◆ Material provided ◆
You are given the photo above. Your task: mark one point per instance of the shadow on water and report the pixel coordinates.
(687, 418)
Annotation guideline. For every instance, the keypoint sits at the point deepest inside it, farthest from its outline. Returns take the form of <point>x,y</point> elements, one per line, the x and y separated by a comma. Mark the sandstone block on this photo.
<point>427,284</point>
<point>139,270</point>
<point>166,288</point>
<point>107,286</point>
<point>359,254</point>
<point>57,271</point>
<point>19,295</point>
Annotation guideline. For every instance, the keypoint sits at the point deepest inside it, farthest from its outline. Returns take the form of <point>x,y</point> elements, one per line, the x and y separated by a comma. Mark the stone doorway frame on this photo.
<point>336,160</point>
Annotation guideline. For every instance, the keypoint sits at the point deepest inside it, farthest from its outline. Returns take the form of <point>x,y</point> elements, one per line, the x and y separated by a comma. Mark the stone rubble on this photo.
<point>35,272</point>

◆ Work to be completed ◆
Copy out all of the entries above word for word, keeping every line in its original order.

◆ Final result ◆
You are given the photo above. Your task: mark one point per instance of the shadow on water and report the pixel coordinates.
(687, 418)
Annotation guideline. For every instance, the keypoint sits at the point deepest inside it, farthest from its outline. Returns take the form of <point>x,y</point> elements, one per line, the x and y separated by a comma. Mark the sandstone block on this photo.
<point>427,284</point>
<point>139,270</point>
<point>166,288</point>
<point>107,286</point>
<point>359,254</point>
<point>57,271</point>
<point>19,295</point>
Annotation guideline. For every instance, the keypoint sits at the point deepest inside it, farthest from its outline. Returns take the form of <point>x,y</point> elements, one per line, the x and y separated by a comma. Mark the stone doorway frame on this photo.
<point>336,160</point>
Annotation guideline. For every instance, the keypoint sits at the point deepest inside it, farthest from its outline. Returns take the form of <point>x,y</point> elements, one per line, the x and y separated by a comma. Mark the stone rubble on this photo.
<point>35,272</point>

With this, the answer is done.